--- Begin EXERCISE DATA ---

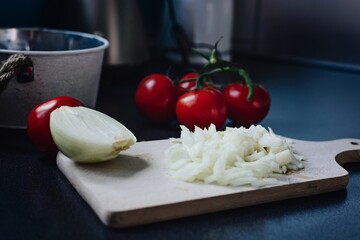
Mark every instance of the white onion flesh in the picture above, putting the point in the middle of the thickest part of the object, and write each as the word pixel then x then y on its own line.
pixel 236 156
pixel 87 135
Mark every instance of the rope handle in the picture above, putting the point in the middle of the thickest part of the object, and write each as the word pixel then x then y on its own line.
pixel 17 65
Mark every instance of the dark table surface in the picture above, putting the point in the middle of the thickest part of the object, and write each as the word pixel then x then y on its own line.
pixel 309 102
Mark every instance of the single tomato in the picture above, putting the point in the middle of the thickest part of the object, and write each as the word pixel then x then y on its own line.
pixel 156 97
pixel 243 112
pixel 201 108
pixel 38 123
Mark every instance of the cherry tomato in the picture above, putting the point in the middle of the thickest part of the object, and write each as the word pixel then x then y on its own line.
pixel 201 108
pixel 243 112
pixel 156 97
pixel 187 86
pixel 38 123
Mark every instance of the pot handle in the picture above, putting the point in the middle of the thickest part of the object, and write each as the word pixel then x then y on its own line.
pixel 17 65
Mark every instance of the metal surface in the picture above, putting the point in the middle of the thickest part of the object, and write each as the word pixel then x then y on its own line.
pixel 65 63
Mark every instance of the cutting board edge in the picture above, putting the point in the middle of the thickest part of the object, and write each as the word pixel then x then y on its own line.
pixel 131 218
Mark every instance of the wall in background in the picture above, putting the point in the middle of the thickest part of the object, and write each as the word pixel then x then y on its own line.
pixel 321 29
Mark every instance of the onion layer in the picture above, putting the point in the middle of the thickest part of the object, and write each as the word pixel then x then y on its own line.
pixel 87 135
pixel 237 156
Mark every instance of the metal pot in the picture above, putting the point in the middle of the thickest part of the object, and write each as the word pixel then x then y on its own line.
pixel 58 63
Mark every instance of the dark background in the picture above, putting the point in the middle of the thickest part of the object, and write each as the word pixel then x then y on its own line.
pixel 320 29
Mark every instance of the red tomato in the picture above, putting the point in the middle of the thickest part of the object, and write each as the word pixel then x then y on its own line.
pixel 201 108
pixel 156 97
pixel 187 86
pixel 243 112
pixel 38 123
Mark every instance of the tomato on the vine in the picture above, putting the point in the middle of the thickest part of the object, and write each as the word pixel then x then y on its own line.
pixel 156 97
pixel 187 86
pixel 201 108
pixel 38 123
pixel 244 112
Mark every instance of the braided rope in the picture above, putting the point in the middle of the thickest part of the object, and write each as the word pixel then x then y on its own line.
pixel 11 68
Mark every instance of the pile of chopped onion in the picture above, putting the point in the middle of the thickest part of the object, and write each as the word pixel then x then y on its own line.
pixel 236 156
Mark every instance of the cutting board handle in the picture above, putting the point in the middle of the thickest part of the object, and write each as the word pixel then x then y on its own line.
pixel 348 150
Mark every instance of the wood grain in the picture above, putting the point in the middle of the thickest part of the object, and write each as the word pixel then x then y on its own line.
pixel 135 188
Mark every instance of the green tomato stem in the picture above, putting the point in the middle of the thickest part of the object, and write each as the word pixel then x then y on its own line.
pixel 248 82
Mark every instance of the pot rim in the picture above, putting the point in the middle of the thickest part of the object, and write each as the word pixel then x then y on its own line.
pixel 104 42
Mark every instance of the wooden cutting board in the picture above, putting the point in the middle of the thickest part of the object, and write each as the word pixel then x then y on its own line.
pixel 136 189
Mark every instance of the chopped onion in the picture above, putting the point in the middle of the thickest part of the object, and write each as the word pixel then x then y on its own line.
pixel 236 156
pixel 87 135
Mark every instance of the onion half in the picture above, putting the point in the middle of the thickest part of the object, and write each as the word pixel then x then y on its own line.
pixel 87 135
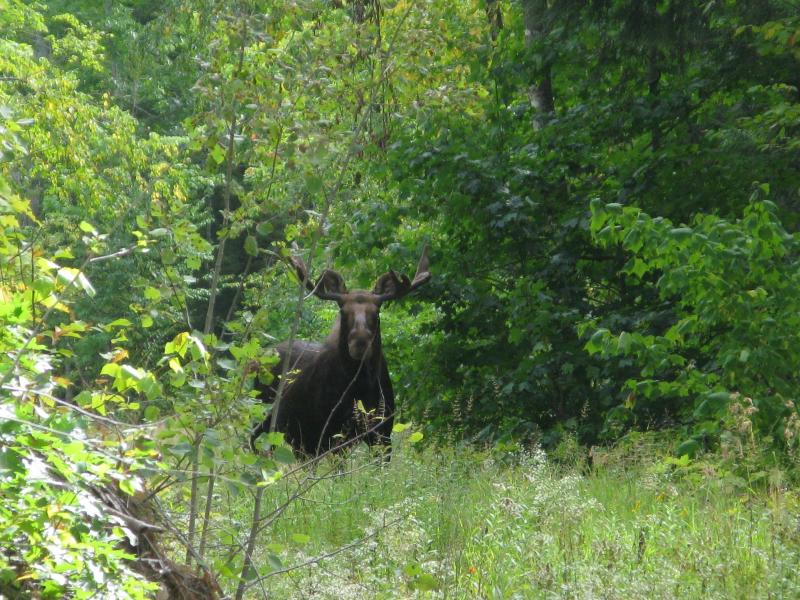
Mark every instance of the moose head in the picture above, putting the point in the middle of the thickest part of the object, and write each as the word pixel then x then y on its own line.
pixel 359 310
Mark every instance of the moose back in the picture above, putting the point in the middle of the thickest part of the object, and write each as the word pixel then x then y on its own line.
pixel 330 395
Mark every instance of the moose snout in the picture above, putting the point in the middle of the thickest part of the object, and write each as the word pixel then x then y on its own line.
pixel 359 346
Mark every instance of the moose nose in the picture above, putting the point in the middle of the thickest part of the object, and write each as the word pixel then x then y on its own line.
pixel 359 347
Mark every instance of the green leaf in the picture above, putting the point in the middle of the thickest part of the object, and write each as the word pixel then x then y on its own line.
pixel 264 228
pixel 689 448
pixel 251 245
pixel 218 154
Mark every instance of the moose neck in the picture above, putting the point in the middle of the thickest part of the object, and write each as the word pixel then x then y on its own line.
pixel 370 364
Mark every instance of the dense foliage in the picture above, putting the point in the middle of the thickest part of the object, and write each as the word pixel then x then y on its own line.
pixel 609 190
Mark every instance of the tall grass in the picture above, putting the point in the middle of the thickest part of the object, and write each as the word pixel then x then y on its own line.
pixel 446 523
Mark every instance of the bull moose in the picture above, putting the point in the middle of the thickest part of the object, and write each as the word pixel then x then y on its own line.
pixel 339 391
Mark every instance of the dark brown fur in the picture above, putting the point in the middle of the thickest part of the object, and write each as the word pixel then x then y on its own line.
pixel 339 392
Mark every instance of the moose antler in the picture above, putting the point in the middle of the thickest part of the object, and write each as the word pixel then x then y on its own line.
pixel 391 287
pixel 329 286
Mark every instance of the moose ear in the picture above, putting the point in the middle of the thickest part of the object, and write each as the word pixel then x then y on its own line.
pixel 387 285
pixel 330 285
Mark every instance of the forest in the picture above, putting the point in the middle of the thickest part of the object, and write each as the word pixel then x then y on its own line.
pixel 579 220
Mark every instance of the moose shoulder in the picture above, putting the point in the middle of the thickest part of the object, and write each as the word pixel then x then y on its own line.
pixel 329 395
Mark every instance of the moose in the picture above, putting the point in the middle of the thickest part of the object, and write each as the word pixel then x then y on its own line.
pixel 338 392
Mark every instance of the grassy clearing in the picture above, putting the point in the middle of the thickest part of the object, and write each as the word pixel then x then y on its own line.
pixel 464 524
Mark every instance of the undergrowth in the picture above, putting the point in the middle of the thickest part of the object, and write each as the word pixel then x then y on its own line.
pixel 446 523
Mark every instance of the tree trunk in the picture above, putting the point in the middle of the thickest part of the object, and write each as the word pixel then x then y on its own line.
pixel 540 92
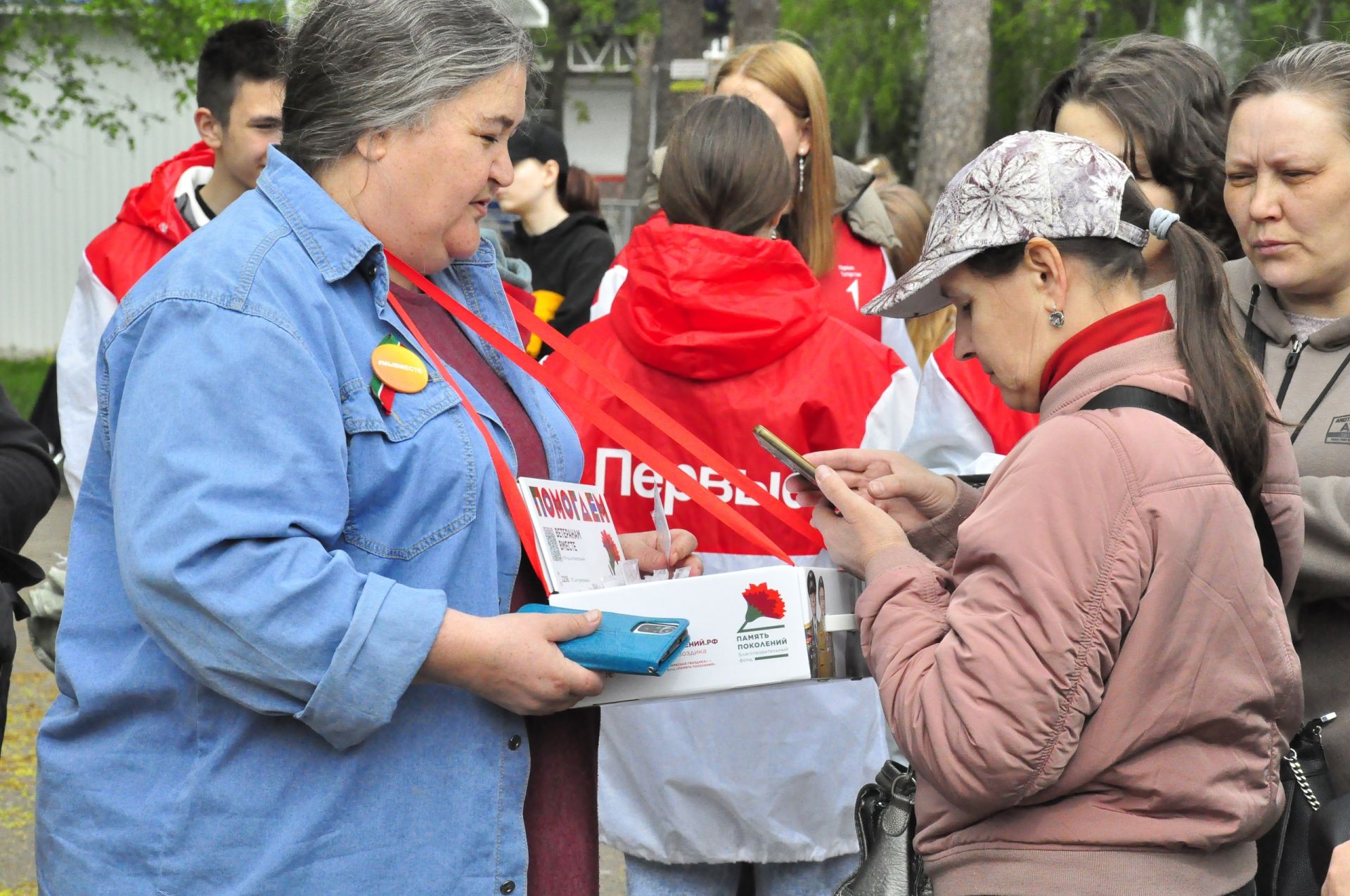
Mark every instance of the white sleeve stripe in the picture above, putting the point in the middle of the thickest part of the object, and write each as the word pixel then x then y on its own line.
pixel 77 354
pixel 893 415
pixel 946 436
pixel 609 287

--- End EXERCISE DATA ---
--- Begin EXERCISE DATA ---

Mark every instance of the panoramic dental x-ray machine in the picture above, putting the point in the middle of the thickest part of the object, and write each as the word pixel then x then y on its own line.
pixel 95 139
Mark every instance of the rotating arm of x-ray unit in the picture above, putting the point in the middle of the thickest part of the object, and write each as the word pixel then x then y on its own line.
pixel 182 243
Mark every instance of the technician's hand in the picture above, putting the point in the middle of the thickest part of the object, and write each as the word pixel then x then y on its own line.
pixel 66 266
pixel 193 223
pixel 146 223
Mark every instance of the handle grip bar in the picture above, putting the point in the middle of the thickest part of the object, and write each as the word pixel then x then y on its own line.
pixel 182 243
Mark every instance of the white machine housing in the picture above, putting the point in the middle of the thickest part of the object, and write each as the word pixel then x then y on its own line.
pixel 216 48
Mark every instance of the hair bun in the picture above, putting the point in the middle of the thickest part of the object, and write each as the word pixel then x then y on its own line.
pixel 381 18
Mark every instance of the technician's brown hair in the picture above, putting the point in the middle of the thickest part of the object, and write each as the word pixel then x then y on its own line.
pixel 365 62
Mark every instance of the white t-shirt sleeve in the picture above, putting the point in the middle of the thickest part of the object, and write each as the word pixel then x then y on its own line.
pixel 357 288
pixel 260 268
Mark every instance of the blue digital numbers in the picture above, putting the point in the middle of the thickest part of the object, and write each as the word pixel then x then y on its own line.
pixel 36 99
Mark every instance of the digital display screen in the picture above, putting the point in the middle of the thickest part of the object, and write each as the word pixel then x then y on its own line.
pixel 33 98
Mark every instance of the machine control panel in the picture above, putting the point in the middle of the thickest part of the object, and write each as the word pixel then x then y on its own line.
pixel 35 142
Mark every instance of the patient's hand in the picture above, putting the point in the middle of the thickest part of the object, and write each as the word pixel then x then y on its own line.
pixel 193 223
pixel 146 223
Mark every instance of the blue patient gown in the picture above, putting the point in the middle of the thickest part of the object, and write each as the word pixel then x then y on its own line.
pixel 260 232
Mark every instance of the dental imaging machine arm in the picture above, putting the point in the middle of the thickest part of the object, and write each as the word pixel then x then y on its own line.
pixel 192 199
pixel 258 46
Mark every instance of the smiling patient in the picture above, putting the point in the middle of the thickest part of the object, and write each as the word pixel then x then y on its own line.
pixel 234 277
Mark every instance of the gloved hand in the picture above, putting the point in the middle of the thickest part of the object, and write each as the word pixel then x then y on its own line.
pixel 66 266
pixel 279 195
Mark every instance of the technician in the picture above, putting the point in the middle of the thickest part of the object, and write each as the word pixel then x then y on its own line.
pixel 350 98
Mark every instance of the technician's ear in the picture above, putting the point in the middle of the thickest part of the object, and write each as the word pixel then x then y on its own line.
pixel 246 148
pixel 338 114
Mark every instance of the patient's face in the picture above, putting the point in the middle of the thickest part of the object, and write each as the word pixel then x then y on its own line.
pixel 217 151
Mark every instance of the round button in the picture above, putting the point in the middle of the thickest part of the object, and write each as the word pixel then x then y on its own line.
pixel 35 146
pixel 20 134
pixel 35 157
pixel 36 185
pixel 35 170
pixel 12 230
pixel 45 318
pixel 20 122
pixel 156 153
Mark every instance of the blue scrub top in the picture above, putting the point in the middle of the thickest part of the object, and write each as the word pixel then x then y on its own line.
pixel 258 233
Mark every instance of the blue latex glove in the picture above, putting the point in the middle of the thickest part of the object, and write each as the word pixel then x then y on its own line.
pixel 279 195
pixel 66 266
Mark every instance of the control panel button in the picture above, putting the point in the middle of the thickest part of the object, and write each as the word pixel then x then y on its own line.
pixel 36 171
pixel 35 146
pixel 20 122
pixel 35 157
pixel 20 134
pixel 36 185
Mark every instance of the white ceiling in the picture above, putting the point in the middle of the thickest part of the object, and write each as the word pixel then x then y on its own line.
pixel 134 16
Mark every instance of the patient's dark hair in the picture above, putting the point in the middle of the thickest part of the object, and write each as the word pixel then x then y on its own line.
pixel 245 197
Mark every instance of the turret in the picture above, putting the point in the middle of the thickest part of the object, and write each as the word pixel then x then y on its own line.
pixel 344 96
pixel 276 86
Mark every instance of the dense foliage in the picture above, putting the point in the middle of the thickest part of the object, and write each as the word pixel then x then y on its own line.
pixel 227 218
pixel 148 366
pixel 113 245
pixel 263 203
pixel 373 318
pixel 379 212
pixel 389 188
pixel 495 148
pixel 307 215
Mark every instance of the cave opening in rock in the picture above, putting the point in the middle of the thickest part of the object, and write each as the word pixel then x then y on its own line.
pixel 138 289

--- End EXERCISE DATA ---

- [SHORT TASK]: Present the lines from the one containing "Mark every instance of the onion layer" through the one containing "pixel 320 29" as a Markdown table, skipping any blank lines. Use the column No. for the row number and the column Line for the text of each line.

- [OUTPUT FOR THIS EXERCISE]:
| No. | Line |
|---|---|
| 1 | Mark every instance of the onion layer in the picture above, putting the point in the middle of the thickest part of the object, and write each as the word pixel then x then y on its own line. |
| 2 | pixel 87 135 |
| 3 | pixel 237 156 |
| 4 | Mark every instance of the metal pot in the picture above, putting the point in the middle of the thickest part of the object, and write each as the word pixel then x then y on its own line. |
| 5 | pixel 58 63 |
| 6 | Mark every instance of the dark background in the picture above, putting the point in the middle of the thickest part of the object, and write each as the word pixel then x then y on its own line. |
| 7 | pixel 320 29 |